**Written task:**
Rewrite the entries starting at the line that contains "Category: green jacket" and ending at the final line of the entries, keeping every request line unchanged. In the answers, offset each x and y coordinate by adding 10.

**Excerpted records:**
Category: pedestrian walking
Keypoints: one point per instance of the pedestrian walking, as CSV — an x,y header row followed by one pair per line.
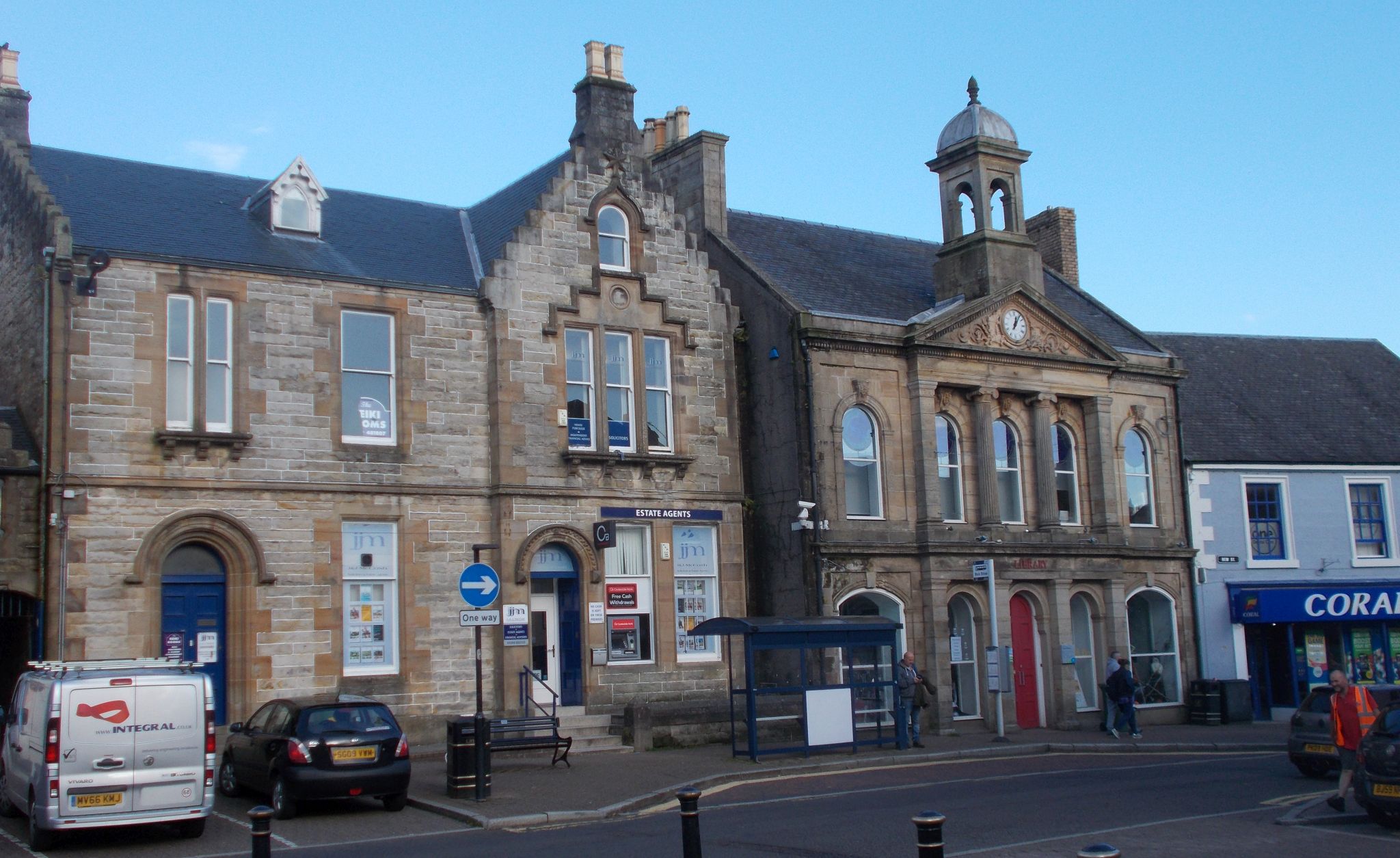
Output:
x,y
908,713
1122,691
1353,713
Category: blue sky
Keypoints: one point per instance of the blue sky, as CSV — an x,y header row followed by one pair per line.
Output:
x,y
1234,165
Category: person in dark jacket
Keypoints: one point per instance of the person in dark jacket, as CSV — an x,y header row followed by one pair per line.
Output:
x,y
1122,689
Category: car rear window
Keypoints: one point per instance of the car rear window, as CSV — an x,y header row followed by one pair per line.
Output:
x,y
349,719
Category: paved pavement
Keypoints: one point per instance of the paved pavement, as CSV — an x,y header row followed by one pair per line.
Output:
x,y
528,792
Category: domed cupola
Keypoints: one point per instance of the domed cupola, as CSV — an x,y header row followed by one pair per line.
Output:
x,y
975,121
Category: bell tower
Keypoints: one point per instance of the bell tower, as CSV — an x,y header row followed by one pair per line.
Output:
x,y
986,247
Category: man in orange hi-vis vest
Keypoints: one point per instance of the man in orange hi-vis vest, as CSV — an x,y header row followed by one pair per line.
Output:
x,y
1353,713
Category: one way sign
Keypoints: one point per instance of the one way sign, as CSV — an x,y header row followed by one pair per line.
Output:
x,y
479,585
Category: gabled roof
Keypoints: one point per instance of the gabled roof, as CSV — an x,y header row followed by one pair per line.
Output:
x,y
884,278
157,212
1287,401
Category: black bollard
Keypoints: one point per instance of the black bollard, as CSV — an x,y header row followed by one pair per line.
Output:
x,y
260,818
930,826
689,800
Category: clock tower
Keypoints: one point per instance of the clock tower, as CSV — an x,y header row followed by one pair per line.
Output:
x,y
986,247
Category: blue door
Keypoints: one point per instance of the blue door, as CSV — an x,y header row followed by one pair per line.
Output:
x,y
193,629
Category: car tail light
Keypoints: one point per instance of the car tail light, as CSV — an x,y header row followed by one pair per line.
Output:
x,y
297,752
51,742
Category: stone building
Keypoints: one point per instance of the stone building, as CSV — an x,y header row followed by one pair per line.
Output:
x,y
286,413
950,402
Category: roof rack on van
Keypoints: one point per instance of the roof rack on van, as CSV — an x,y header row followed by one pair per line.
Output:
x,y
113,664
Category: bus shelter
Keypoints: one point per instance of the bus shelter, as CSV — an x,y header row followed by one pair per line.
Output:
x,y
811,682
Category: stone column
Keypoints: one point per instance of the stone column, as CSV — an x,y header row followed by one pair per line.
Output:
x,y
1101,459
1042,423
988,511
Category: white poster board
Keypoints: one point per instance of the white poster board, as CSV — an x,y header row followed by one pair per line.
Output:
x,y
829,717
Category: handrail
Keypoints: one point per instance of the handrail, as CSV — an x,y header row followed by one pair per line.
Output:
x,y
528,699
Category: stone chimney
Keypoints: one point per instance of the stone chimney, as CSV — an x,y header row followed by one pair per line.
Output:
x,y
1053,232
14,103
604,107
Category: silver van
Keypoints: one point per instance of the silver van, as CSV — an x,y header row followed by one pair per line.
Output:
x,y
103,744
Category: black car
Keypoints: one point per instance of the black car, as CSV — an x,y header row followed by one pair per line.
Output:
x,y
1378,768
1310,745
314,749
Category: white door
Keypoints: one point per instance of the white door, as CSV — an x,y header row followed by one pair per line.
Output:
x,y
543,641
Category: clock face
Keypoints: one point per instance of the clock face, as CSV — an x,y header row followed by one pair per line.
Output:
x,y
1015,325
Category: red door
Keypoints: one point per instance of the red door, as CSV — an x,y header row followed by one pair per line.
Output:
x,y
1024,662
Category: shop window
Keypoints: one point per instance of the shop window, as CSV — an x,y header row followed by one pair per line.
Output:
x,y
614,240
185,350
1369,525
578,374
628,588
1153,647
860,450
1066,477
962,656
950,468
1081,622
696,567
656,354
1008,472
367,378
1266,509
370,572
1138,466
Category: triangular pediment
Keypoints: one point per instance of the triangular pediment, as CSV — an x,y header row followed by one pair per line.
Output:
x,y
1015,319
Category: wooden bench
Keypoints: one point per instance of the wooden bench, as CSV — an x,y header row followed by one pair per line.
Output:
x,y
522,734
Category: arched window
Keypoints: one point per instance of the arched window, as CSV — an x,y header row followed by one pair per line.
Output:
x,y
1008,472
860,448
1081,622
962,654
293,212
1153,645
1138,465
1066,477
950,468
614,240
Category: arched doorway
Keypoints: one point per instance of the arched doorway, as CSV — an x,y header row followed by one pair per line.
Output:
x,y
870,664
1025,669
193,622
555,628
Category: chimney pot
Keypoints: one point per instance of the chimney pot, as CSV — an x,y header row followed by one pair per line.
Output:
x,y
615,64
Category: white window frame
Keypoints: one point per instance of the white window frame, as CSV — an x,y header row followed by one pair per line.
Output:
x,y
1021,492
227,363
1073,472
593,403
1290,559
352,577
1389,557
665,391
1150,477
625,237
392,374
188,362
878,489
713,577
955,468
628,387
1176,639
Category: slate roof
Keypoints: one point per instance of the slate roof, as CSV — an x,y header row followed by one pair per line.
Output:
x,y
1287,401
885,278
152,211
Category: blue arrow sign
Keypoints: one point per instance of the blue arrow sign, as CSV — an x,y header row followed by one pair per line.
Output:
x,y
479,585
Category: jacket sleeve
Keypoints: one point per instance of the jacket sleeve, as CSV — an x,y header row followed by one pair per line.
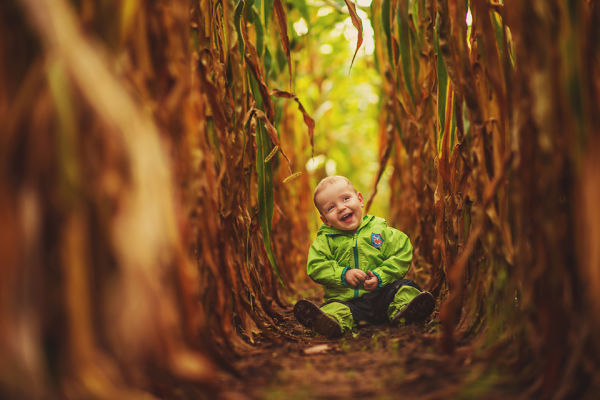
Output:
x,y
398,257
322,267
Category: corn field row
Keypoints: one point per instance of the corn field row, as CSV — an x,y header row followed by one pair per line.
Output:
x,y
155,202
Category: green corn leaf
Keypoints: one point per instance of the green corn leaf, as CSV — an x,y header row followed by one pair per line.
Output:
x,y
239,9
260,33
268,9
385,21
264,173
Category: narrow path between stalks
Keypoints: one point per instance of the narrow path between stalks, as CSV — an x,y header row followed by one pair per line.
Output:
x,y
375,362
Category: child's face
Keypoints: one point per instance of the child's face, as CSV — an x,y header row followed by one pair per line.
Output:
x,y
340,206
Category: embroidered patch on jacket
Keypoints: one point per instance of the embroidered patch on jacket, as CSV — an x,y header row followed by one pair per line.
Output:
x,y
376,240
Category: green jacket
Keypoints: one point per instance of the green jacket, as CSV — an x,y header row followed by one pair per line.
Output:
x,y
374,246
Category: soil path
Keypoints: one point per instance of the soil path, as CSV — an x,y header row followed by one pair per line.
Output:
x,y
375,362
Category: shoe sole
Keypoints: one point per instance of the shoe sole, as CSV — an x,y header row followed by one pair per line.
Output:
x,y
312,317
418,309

**Reply:**
Category: green jacket
Keypoints: one point per instance of the green jacket, as CSV — an x,y header row followed by one pair per line.
Output:
x,y
384,256
Category: soil path
Keypoints: one point per instance of the soil path, as CSV — an x,y header row followed by one pair per line.
Output:
x,y
385,372
Category: shoe sole
Keypoints: one point per instance of the shoe sole, as CSV — an x,y header row followed by one pair per line.
Output:
x,y
322,327
428,319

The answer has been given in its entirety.